* STATED GOAL: Copy out word for word the stretch of the records below from the line containing "of the ski in" through the line containing "the ski tip", including both of those lines and nothing else.

* RECORDS FOR THE EXERCISE:
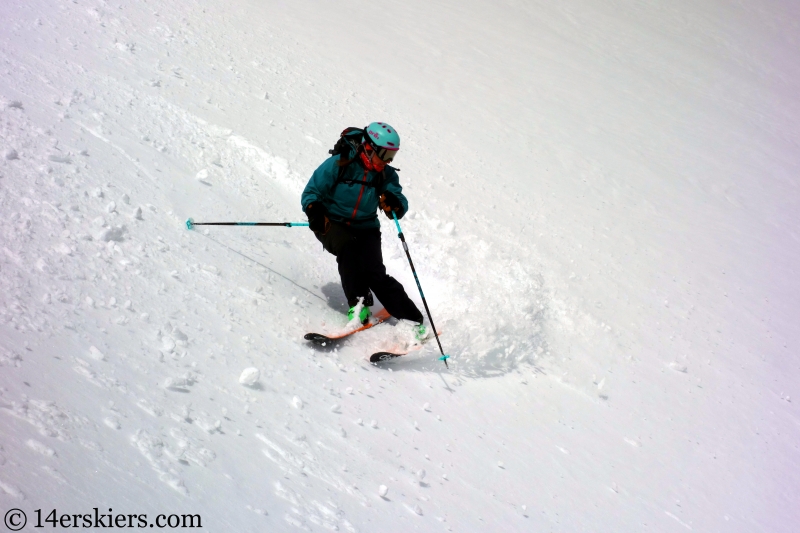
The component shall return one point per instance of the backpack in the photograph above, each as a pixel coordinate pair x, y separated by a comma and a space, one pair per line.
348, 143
==
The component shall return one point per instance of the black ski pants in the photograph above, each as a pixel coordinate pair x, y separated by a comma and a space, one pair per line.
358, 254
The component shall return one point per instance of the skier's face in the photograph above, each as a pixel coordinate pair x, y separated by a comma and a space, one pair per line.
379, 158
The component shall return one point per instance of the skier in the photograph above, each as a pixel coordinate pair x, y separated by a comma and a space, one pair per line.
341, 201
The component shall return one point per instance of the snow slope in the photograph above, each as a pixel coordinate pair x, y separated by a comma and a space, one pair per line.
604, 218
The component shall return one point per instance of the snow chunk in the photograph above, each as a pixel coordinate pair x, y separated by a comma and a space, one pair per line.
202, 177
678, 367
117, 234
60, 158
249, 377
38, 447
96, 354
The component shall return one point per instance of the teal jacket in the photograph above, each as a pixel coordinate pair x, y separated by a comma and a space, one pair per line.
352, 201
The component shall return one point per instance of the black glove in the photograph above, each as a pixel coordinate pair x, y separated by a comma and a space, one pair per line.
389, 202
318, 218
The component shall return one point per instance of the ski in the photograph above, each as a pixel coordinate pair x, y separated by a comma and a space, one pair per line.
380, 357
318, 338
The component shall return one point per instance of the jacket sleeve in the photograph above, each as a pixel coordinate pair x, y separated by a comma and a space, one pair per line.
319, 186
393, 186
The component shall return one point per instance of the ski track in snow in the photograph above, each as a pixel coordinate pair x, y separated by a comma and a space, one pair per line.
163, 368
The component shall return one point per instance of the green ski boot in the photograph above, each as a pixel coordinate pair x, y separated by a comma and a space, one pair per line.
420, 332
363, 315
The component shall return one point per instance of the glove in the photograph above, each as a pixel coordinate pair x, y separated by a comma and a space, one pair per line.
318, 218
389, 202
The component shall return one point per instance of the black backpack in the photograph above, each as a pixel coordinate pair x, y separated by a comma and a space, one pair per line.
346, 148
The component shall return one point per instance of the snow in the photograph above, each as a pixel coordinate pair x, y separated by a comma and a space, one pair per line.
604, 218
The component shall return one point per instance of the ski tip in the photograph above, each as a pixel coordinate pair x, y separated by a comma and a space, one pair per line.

* THE ANSWER:
The component shall return one point per instance of the ski in the photograph above, each as a pixel coordinate pair x, y separated by a comma and a space, one pair per line.
380, 357
318, 338
The component shall return one point per instance of the jacket sleeve in the photograph above, each as a pixel coordinate pair x, y separated by a comma and a space, one pair per line.
319, 186
393, 186
The component shall return one point per instance of the ski track in snow in the photograph above, each as a pixel coordinate pair x, y separated by a comma and a space, one pair per line.
163, 368
The component shall return one point per instance of the green ski boot in the photograph above, each as a pixel coordinate pair x, y separated by a comma and a space, one pair per line.
420, 332
363, 315
The component shall return one point per instance of the glove in the photograph above, each as a pixel coordinate pair x, y separated by a comma and a space, one pair per line.
318, 218
389, 202
The component shall return one point per instance of the black backpack in the photograph above, each as a pixel coordinate pair x, y separated by a comma and a space, one pair per line.
346, 148
The component shall return one point per instance of the snow in the photograph above, each as a pixel coordinate pair x, y separated by a comma and a space, one pair per line.
604, 218
The component shall return one point per instance of the ski tip in the photograph above, each as a pixel coordinate pair x, y separated by a comma and a space, one pair per line.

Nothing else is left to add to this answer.